**** Records to use ****

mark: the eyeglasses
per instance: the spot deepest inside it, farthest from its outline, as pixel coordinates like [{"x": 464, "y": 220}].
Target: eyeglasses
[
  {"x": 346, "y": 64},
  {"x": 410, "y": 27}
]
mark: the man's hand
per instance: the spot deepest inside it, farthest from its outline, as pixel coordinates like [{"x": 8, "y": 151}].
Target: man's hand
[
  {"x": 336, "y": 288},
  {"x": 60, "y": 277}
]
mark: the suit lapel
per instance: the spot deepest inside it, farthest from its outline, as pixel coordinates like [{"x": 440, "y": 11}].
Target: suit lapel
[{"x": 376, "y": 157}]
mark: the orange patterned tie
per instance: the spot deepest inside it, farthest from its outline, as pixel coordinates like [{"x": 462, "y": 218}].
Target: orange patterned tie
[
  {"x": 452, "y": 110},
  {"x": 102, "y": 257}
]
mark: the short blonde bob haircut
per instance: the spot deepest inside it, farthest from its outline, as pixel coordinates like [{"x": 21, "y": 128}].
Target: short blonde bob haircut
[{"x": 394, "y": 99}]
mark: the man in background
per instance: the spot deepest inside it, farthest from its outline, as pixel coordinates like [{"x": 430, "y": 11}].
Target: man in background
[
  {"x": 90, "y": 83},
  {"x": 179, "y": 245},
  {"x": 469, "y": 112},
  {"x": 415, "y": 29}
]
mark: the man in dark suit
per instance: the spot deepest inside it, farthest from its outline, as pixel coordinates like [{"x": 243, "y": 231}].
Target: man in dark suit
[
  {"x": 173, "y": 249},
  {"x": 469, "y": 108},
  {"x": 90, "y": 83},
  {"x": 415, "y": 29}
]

****

Exercise details: Which lines of the records above hold the word "like"? Copy each of them.

Reply to the exercise:
per instance: the spot deepest inside it, farthest from its outline, as pixel coordinates like [{"x": 464, "y": 220}].
per instance: the spot deepest inside it, farthest from its outline, as pixel coordinates like [{"x": 8, "y": 151}].
per instance: the spot deepest inside it, farthest from its outline, as pixel coordinates like [{"x": 440, "y": 11}].
per instance: the spot deepest inside it, farthest from its outline, as pixel coordinates like [{"x": 462, "y": 218}].
per instance: the spot deepest inside it, farthest from its outline, as pixel coordinates like [{"x": 21, "y": 128}].
per instance: the spot deepest inside it, farthest from its outline, as pixel coordinates like [{"x": 430, "y": 11}].
per instance: the spot deepest inside it, farthest from its outline, as pixel coordinates like [{"x": 243, "y": 231}].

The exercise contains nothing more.